WHAT IS NEEDED>
In the entries that follow, the lines from the one with "Target: white cloud" through the one with "indicate the playhouse roof, one" are the ones to write out, exactly and with both ends included. Nothing else should appear.

MATERIALS PROVIDED>
+ + + +

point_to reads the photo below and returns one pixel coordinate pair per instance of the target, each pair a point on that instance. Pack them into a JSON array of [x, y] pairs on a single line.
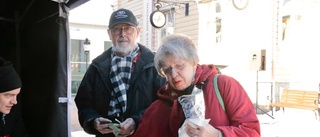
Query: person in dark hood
[[120, 84], [189, 104], [11, 123]]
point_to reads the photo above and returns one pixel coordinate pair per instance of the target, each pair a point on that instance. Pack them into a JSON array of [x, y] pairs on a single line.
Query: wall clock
[[240, 4], [157, 19]]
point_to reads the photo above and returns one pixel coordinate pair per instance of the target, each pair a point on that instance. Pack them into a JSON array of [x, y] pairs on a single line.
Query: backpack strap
[[215, 84]]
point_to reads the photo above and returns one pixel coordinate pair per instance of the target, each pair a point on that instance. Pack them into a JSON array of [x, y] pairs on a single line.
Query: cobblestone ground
[[291, 123]]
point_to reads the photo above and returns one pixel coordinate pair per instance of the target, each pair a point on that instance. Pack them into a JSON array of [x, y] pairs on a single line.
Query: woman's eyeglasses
[[128, 30], [165, 71]]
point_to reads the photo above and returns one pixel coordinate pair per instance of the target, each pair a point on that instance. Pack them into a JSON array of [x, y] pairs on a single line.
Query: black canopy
[[34, 36]]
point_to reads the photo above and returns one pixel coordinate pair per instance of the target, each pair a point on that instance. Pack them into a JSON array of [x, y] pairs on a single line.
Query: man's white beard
[[123, 49]]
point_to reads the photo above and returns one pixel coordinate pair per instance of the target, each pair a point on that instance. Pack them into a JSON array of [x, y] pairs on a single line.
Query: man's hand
[[101, 124], [127, 127]]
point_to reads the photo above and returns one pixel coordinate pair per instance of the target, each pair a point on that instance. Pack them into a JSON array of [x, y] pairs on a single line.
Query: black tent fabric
[[35, 36]]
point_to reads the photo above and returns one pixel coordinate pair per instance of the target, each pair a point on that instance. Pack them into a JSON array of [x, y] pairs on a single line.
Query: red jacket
[[165, 116]]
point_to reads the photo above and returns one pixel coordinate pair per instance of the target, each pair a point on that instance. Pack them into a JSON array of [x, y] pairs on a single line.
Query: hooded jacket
[[12, 125], [94, 92], [165, 116]]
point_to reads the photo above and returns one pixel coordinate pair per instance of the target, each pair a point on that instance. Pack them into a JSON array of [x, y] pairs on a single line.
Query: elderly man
[[120, 84], [11, 124]]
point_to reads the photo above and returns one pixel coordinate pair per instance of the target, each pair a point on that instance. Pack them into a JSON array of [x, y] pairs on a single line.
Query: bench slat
[[298, 99]]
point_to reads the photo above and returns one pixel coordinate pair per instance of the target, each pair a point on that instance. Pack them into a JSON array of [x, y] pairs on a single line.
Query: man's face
[[123, 38], [8, 99]]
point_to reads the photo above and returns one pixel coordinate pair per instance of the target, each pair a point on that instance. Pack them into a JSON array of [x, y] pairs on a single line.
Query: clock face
[[240, 4], [158, 19]]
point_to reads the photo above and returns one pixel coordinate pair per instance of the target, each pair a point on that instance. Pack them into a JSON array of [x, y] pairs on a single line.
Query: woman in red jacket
[[177, 60]]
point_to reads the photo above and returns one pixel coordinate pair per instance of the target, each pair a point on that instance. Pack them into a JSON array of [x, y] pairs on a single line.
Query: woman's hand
[[201, 131]]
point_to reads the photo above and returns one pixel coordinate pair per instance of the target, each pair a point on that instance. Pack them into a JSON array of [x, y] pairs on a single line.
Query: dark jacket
[[94, 92], [12, 125], [165, 116]]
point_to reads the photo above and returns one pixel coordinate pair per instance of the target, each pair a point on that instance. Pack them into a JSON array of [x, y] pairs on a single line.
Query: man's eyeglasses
[[165, 71], [128, 30]]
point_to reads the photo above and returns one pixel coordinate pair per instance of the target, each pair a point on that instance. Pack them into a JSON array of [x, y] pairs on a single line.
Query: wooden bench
[[299, 99]]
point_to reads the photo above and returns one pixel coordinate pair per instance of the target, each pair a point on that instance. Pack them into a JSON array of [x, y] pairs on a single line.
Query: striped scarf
[[120, 75]]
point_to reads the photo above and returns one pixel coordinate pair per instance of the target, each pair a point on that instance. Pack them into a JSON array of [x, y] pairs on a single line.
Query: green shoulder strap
[[215, 82]]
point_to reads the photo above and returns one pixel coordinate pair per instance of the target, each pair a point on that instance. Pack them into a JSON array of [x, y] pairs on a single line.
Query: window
[[169, 27]]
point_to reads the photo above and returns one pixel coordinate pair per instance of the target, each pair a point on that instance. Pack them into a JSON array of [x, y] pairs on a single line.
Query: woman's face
[[8, 100], [178, 72]]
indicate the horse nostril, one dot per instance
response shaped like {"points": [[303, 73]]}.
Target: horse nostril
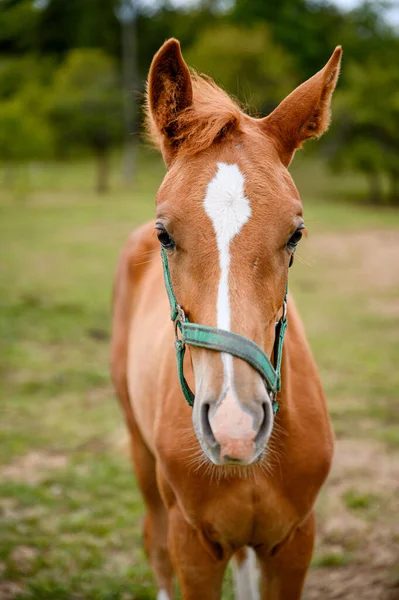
{"points": [[266, 422], [206, 426]]}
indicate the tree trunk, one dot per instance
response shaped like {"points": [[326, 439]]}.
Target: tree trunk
{"points": [[394, 190], [102, 170], [130, 84], [375, 187]]}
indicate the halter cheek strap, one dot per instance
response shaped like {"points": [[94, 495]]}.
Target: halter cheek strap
{"points": [[220, 340]]}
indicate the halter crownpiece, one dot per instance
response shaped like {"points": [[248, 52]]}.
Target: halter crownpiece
{"points": [[220, 340]]}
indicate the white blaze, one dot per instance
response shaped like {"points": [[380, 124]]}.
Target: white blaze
{"points": [[229, 209]]}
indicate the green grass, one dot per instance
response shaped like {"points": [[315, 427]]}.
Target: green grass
{"points": [[73, 529]]}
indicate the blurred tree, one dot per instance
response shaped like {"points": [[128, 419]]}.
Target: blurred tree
{"points": [[366, 126], [18, 26], [246, 62], [19, 72], [24, 134], [63, 25], [307, 30], [85, 107]]}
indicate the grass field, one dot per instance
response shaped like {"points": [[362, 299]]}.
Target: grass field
{"points": [[70, 511]]}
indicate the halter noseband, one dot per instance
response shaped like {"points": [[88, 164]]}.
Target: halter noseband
{"points": [[220, 340]]}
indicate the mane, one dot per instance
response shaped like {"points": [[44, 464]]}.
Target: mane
{"points": [[211, 116]]}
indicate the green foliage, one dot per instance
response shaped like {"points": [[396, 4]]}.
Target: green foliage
{"points": [[367, 124], [85, 106], [246, 62], [23, 133]]}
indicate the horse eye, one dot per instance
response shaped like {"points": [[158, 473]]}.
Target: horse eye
{"points": [[295, 238], [163, 236]]}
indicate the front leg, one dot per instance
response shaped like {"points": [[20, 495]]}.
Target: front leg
{"points": [[283, 575], [199, 573]]}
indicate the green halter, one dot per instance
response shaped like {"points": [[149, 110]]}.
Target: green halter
{"points": [[220, 340]]}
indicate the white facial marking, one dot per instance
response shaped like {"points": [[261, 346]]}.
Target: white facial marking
{"points": [[246, 577], [229, 209]]}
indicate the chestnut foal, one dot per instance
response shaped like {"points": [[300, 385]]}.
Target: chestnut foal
{"points": [[237, 474]]}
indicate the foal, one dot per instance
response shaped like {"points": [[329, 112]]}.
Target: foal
{"points": [[238, 474]]}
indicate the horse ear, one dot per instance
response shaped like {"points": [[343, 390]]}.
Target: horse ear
{"points": [[169, 92], [305, 113]]}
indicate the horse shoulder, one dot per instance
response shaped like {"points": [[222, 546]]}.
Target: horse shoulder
{"points": [[307, 397], [131, 268]]}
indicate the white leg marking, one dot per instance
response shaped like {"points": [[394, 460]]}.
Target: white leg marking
{"points": [[246, 578], [229, 209]]}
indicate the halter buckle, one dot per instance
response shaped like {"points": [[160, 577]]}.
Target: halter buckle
{"points": [[285, 310], [180, 318]]}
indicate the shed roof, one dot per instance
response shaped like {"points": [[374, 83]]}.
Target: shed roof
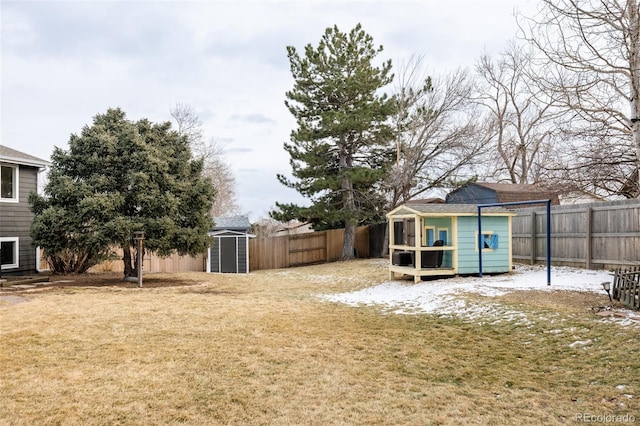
{"points": [[448, 210], [515, 192], [232, 223], [14, 156]]}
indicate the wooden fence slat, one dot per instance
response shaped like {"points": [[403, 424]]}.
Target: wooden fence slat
{"points": [[596, 235], [626, 286]]}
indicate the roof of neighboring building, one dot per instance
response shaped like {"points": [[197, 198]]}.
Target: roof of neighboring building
{"points": [[10, 155], [235, 223], [425, 201], [447, 210], [514, 192]]}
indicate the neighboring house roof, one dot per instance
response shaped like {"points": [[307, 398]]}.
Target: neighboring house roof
{"points": [[447, 210], [425, 201], [10, 155], [231, 223], [514, 192]]}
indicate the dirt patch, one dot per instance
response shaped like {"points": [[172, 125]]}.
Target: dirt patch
{"points": [[561, 299]]}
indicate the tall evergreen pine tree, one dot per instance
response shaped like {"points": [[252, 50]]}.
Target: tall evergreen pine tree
{"points": [[340, 151]]}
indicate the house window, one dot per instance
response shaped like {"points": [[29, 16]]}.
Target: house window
{"points": [[9, 253], [489, 241], [8, 183]]}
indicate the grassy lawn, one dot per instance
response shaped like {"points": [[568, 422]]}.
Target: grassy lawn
{"points": [[264, 349]]}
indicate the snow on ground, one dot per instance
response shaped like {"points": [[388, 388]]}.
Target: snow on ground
{"points": [[446, 296]]}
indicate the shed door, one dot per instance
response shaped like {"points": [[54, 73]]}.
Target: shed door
{"points": [[228, 255]]}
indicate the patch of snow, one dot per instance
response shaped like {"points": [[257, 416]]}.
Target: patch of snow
{"points": [[580, 343], [446, 296]]}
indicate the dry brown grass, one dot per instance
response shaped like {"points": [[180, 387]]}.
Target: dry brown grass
{"points": [[263, 349]]}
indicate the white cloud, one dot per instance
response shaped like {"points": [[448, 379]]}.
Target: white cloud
{"points": [[65, 61]]}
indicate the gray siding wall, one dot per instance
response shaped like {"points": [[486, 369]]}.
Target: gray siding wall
{"points": [[16, 219]]}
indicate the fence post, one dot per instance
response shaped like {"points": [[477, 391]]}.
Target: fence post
{"points": [[533, 237], [588, 231]]}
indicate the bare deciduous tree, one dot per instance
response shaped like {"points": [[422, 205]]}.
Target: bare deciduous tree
{"points": [[438, 138], [521, 113], [591, 56], [215, 167]]}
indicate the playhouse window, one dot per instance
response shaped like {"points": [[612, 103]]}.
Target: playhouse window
{"points": [[429, 236], [443, 235], [489, 241]]}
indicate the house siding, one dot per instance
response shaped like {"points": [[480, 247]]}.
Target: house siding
{"points": [[16, 219], [495, 261]]}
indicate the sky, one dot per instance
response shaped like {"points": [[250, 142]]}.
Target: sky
{"points": [[63, 62]]}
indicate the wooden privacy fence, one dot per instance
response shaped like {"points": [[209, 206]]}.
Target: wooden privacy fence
{"points": [[303, 249], [153, 263], [626, 287], [596, 235]]}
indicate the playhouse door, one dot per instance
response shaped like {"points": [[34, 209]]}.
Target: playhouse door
{"points": [[228, 255]]}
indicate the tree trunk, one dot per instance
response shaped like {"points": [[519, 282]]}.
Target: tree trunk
{"points": [[634, 47], [349, 207], [129, 270]]}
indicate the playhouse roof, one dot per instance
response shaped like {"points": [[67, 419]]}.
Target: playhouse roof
{"points": [[447, 210]]}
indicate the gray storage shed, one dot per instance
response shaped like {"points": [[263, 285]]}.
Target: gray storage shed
{"points": [[229, 251]]}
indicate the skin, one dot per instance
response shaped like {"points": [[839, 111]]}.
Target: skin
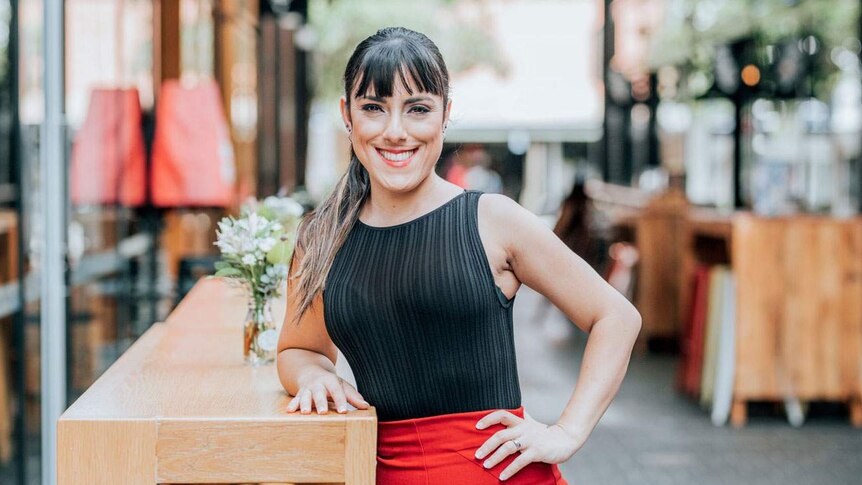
{"points": [[521, 249]]}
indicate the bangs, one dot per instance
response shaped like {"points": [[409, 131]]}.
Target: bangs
{"points": [[413, 67]]}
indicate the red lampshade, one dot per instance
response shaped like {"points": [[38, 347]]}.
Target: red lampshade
{"points": [[193, 162], [108, 163]]}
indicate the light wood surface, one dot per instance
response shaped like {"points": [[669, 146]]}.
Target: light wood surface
{"points": [[799, 310], [658, 239], [180, 407], [798, 304]]}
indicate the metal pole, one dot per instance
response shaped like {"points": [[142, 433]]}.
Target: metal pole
{"points": [[51, 262], [19, 339]]}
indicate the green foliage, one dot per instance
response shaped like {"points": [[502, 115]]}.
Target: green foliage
{"points": [[694, 28], [342, 24]]}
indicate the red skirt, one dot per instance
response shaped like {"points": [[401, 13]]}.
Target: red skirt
{"points": [[441, 449]]}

+ + + +

RESPONSE TO THIS TASK>
Target: white cloud
{"points": [[65, 61]]}
indicate the gray siding wall, one dot per instance
response shaped like {"points": [[486, 369]]}.
Target: gray siding wall
{"points": [[16, 219]]}
indicate the fence post, one dot per instance
response shaped like {"points": [[477, 391]]}.
Target: fence post
{"points": [[533, 237], [588, 231]]}
indicate the bare deciduous tree, one dot per instance
response shaped like {"points": [[422, 205]]}.
Target: bare deciduous tree
{"points": [[438, 138], [521, 113], [591, 56], [215, 167]]}
indicate the playhouse window, one dot per instance
response shaped like {"points": [[612, 103]]}.
Target: playhouse window
{"points": [[429, 236], [443, 235], [489, 241]]}
indicate the house siding, one dot per instance
response shaped like {"points": [[480, 247]]}.
Target: house siding
{"points": [[16, 219], [495, 261]]}
indicate the sky, one dot per instance
response shaped like {"points": [[250, 142]]}.
Target: sky
{"points": [[63, 62]]}
indicate the wooden privacy fence, one dot per instance
response shaped like {"points": [[209, 206]]}.
Target: wooden privacy fence
{"points": [[303, 249], [153, 263], [626, 287], [596, 235]]}
indicate the playhouse door, one dot per instance
response shaped like {"points": [[34, 209]]}.
Target: playhouse door
{"points": [[228, 255]]}
indicate the tree trunk, one dot per instance
response shaped like {"points": [[519, 282]]}.
Target: tree trunk
{"points": [[634, 47], [349, 207], [129, 270]]}
indicate the playhouse roof, one dot per instance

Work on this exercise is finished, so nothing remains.